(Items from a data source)
▼▼▼

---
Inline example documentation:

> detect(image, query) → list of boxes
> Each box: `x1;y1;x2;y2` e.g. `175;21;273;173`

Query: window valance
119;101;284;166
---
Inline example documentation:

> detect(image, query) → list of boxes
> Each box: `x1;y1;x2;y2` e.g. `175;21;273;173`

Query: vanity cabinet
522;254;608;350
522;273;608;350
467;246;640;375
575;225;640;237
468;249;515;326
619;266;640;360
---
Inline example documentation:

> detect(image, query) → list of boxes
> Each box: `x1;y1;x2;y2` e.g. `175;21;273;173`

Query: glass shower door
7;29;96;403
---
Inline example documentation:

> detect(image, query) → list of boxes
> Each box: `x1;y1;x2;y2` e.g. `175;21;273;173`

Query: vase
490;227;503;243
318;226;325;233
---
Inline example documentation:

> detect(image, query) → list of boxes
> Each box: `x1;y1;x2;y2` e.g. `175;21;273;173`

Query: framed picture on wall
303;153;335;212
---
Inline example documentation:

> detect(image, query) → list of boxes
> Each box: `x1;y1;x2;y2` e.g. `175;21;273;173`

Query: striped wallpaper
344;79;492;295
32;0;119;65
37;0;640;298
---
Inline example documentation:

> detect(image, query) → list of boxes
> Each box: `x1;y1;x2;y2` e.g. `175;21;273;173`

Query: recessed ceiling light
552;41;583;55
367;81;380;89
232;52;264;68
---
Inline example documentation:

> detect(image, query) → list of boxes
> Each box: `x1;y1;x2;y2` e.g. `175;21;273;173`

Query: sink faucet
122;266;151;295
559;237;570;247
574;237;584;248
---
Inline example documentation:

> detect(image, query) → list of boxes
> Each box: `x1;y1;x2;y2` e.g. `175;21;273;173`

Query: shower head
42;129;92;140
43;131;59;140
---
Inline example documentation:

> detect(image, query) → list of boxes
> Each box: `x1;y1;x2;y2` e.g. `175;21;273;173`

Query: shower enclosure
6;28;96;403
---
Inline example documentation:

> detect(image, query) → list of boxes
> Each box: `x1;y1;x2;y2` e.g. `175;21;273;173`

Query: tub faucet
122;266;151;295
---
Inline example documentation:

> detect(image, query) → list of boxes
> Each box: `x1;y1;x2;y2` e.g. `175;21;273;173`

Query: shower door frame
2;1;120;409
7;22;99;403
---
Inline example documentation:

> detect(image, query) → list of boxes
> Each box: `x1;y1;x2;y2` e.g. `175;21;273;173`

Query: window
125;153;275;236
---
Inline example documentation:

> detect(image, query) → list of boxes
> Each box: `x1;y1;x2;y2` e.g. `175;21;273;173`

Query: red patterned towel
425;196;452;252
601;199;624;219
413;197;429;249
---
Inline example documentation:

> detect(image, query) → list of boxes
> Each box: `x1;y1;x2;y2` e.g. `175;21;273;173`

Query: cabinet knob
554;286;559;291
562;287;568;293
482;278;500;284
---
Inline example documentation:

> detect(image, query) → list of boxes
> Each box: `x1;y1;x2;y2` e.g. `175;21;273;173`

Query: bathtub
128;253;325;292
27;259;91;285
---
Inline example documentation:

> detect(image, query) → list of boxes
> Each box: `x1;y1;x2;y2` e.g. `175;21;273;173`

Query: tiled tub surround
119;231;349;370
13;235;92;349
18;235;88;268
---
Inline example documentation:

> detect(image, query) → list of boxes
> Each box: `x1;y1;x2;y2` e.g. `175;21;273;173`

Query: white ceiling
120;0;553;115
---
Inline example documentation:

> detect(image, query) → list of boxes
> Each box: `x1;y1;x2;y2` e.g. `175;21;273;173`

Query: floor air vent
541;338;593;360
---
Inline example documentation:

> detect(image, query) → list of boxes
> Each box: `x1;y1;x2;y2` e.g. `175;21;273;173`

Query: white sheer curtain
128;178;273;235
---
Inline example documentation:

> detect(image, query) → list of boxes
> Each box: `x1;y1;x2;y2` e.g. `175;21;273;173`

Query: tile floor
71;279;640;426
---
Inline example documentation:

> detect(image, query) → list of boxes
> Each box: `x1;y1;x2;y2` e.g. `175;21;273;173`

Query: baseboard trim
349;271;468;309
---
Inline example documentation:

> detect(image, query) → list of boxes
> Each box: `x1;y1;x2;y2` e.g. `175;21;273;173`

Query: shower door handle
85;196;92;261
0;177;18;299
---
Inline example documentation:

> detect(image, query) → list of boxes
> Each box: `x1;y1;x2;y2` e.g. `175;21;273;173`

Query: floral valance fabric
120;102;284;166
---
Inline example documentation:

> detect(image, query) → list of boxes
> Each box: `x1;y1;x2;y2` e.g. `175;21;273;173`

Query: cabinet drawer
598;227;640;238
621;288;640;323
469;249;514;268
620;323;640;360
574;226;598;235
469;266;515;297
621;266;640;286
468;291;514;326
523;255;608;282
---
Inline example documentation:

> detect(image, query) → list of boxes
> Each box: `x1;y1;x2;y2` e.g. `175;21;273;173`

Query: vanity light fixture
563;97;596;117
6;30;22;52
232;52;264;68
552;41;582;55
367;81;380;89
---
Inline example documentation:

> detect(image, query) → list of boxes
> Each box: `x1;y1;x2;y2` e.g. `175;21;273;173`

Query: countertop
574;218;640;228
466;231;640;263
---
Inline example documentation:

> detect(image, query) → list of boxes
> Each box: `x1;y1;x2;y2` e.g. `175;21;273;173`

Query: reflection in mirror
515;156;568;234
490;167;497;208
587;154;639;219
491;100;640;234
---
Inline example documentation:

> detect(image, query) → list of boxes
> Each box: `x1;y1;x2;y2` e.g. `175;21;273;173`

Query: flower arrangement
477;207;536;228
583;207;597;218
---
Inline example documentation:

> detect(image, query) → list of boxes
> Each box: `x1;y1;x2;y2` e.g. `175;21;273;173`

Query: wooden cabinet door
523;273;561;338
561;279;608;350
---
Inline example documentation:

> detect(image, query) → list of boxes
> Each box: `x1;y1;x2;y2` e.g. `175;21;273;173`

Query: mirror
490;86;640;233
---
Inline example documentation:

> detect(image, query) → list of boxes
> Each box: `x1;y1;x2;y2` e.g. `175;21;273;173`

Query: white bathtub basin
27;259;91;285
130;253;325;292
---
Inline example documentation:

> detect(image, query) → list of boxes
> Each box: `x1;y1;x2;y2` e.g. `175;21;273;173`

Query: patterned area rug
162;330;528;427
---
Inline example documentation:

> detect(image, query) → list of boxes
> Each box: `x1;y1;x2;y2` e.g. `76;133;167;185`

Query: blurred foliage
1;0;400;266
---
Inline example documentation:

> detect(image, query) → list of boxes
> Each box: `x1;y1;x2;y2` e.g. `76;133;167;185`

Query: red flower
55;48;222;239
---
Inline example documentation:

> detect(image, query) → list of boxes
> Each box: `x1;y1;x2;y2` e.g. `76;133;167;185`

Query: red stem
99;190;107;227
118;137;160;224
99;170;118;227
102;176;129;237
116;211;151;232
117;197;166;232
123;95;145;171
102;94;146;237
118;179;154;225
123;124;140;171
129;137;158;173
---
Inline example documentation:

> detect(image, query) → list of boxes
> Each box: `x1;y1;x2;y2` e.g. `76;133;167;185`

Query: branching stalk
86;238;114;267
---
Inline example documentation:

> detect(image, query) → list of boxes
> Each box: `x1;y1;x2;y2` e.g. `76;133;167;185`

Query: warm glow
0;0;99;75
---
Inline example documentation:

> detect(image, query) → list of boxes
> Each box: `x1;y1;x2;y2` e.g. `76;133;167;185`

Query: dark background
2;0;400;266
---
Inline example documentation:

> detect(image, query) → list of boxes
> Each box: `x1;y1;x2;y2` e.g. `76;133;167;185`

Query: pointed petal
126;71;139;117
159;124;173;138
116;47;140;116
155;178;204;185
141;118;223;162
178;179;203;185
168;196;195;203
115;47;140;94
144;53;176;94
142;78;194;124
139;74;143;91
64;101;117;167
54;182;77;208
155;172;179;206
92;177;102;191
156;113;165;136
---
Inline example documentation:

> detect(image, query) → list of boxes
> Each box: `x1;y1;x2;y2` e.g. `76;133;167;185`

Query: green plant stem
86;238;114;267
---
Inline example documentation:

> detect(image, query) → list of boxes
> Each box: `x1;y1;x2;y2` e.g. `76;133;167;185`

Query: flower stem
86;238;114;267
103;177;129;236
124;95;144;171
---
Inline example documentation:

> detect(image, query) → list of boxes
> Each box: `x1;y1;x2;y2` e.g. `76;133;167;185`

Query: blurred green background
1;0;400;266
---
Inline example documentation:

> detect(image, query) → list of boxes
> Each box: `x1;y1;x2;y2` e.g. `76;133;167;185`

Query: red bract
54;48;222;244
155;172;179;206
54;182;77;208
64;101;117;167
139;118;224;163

▲▲▲

#### Work to complete:
Reproduce exactly the lines from the one containing "Query: flower stem" through the last line of the records above, including both, and nothing else.

#### Task solution:
Query: flower stem
86;238;114;267
103;177;129;236
124;95;144;171
---
Inline example documentation:

> detect(image, query) → list of boxes
> Each box: `x1;y1;x2;y2` e.g. `76;133;167;185`

Query: blurred green background
1;0;400;266
---
Inline example documentation:

> detect(image, query) → list of boxes
> Each box: `x1;y1;x2;y2` e.g. `76;133;167;185`

Query: red bract
54;48;222;244
155;172;179;206
54;182;77;208
64;101;117;167
139;118;224;163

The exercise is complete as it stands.